##### Data shown #####
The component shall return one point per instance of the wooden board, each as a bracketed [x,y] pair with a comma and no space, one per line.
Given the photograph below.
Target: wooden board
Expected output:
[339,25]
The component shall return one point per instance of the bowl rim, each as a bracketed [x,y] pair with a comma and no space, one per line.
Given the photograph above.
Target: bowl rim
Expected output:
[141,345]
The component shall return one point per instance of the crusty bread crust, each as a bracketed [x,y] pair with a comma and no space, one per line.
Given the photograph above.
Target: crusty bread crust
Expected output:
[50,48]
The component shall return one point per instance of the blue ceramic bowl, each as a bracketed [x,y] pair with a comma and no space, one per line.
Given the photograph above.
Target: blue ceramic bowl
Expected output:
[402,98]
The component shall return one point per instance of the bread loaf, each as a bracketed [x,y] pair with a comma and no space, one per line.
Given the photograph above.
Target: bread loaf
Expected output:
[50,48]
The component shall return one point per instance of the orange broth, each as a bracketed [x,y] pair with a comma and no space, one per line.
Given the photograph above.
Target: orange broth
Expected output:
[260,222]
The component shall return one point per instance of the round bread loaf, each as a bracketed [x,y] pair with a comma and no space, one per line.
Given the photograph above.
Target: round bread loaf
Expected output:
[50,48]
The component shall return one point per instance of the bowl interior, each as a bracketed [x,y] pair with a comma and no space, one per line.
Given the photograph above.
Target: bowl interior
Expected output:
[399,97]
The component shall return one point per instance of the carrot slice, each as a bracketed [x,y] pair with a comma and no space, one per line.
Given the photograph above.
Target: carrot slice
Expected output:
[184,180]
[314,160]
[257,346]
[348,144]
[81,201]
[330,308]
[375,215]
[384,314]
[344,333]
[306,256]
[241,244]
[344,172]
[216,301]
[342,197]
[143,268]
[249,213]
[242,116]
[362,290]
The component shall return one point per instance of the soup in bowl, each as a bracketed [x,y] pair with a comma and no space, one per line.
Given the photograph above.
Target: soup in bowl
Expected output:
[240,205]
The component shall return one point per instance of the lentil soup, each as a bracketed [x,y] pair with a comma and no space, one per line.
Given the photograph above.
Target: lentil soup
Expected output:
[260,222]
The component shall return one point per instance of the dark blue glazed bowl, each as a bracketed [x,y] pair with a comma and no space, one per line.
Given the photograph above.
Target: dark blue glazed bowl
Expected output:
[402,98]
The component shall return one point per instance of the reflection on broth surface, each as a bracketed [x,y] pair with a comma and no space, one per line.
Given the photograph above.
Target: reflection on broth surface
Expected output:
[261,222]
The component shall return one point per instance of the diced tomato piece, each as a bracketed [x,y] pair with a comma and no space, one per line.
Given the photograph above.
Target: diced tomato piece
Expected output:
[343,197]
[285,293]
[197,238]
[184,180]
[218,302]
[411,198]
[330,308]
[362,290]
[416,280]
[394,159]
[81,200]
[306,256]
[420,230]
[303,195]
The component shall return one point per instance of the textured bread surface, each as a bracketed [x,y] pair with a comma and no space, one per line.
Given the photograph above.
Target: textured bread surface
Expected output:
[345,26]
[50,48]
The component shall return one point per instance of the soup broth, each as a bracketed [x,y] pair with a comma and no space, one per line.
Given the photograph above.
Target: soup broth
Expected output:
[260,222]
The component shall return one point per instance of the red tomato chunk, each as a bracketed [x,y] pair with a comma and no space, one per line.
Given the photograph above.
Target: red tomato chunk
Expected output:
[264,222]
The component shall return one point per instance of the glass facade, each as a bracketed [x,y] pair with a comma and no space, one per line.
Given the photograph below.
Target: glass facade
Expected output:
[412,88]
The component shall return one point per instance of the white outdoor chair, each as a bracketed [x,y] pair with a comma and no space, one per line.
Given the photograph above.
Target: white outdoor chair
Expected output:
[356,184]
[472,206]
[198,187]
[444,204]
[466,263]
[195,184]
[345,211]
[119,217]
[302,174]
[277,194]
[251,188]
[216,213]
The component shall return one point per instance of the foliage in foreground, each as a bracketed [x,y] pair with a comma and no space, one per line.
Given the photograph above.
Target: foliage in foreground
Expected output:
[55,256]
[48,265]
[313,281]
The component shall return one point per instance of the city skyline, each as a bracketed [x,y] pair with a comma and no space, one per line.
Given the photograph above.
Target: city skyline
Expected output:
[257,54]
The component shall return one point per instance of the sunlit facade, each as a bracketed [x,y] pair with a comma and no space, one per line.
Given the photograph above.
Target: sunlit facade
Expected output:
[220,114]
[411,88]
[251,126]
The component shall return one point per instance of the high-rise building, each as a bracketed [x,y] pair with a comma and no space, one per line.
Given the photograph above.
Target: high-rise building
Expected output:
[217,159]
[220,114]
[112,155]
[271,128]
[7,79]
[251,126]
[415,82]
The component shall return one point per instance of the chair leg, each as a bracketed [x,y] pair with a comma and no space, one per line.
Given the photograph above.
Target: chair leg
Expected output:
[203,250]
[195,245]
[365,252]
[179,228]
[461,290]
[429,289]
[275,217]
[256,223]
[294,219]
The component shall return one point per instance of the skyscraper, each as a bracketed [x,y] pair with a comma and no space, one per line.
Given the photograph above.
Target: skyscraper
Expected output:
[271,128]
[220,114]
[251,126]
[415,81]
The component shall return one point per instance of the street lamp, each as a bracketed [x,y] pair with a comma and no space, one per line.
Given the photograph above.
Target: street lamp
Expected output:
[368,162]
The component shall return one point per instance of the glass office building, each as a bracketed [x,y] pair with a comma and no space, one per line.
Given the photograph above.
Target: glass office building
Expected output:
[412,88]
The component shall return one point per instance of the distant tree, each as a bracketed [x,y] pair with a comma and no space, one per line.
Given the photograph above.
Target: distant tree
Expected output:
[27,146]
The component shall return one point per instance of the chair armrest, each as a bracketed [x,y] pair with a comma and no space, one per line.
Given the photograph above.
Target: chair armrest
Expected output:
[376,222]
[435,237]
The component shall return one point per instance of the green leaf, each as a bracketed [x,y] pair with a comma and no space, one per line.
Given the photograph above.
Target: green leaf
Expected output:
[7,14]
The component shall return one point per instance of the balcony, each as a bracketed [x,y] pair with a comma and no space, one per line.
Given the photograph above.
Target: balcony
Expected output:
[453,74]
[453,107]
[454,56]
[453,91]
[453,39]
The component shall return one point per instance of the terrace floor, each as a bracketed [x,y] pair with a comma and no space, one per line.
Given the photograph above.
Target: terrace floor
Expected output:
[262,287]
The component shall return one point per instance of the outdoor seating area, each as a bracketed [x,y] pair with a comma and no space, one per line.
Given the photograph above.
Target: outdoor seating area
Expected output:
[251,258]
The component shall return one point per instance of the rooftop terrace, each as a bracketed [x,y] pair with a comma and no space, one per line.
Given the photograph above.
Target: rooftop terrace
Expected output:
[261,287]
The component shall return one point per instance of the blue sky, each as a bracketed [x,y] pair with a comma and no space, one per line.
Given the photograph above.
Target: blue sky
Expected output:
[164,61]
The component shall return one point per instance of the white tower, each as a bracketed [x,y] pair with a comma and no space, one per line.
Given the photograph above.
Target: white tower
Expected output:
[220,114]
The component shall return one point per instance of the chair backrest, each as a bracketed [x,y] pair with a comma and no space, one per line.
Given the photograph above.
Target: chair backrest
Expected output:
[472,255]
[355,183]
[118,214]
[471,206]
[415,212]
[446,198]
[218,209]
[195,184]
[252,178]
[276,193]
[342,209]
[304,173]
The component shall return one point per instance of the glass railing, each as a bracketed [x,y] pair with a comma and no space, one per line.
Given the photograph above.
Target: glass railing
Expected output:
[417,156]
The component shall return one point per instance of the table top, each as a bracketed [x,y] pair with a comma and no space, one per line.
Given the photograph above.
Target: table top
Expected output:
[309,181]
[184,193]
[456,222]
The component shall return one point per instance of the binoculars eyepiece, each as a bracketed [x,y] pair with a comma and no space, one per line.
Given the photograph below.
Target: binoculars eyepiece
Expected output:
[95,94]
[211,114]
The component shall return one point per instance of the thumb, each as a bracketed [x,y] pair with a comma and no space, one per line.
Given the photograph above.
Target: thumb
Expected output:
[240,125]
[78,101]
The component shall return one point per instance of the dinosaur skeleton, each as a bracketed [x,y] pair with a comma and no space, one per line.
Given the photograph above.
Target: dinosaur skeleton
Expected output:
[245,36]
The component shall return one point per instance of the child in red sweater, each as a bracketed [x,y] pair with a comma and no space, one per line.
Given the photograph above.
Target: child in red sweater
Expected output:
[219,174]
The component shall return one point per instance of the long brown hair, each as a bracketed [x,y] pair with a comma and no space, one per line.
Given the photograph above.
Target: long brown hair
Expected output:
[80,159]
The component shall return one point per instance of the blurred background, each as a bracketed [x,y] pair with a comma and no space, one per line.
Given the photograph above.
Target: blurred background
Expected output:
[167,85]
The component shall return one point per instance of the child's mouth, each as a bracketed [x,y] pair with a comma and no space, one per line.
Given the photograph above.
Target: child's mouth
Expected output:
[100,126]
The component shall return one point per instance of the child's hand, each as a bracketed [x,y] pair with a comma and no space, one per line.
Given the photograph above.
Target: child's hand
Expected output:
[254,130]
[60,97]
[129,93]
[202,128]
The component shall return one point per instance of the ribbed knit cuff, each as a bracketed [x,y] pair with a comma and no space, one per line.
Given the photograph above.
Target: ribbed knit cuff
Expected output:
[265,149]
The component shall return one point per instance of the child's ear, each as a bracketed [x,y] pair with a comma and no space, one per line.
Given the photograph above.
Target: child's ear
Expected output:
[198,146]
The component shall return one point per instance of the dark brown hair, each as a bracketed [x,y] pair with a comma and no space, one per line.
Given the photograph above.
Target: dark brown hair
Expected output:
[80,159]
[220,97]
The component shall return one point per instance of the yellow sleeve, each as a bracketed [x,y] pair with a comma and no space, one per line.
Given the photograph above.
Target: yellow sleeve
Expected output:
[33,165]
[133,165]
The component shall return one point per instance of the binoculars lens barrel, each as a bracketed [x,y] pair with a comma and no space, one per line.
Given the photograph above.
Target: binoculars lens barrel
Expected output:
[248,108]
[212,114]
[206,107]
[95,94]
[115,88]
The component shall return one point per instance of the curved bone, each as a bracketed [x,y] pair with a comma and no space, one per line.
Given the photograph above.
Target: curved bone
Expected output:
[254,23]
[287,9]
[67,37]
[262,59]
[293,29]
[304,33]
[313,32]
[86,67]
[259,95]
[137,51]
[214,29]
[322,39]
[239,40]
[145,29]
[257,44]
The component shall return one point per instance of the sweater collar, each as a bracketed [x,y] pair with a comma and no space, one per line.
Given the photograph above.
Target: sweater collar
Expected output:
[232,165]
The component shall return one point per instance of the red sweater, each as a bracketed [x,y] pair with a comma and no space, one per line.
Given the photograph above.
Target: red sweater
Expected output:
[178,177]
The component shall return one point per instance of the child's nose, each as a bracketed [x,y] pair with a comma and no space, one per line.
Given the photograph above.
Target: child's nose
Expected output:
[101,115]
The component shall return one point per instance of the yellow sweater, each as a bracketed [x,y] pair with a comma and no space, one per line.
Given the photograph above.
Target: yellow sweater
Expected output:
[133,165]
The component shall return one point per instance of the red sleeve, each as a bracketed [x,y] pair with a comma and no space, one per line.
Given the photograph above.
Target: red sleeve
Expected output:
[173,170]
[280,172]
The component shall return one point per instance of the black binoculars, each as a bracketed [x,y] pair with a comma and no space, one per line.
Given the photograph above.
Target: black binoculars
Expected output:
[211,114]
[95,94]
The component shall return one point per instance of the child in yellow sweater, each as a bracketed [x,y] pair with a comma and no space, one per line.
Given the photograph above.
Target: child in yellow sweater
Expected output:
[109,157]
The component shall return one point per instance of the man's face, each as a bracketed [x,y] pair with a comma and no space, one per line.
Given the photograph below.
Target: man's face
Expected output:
#####
→ Task details: Which lines above contain the word "lamp"? Copy each one.

→ Finished exercise:
The component shall return one point per instance of the street lamp, each as a bracketed [x,y] pair with a comma and no space, one per line.
Target: street lamp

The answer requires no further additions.